[Saved entries]
— begin —

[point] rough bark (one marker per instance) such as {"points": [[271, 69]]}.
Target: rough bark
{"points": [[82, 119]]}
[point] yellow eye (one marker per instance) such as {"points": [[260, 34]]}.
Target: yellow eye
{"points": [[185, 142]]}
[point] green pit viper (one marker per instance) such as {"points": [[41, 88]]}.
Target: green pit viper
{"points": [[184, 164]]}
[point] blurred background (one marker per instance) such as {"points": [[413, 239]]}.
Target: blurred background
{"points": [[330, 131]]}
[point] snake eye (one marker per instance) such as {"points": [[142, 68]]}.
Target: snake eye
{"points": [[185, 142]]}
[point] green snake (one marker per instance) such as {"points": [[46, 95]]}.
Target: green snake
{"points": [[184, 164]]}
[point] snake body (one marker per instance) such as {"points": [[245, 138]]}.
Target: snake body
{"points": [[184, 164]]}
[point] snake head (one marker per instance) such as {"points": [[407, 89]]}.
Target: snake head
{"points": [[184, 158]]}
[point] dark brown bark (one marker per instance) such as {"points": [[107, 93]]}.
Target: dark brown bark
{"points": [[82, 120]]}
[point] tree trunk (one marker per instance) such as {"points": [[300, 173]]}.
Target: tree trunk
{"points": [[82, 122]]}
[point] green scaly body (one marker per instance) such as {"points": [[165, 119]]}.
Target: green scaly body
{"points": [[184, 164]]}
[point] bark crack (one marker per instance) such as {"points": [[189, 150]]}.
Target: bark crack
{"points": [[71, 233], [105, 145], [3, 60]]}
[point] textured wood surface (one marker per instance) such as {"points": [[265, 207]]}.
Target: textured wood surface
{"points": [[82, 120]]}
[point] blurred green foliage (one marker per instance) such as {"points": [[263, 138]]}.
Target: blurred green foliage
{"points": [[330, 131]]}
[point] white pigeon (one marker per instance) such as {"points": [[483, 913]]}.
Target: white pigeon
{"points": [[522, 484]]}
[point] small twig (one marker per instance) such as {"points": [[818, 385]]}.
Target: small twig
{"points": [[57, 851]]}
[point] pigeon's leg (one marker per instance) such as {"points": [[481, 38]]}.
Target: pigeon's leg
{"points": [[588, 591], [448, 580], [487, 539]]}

— end —

Exercise aim —
Reproduce the records from the line containing "[point] textured wood" through the end of the records, both ends included, leaving the requests unchanged. In the answers, multiply every point coordinate by 2.25 and round each result to a whole number, rounding halves up.

Solution below —
[point] textured wood surface (one marker per instance) such as {"points": [[265, 207]]}.
Target: textured wood surface
{"points": [[185, 270]]}
[point] blurred green foliage (one marker per instance) such as {"points": [[263, 138]]}.
Target: blurred green foliage
{"points": [[743, 295]]}
[point] white pigeon (one marker per instance) such as {"points": [[483, 913]]}.
Target: white pigeon
{"points": [[1175, 1089]]}
[point] small twig (one marker per instance) such as {"points": [[818, 385]]}.
Target: small twig
{"points": [[128, 1915]]}
[point] pigeon's leg (one marker per instance) such as {"points": [[481, 38]]}.
Target: pigeon's leg
{"points": [[1323, 1330], [1008, 1305], [1096, 1213]]}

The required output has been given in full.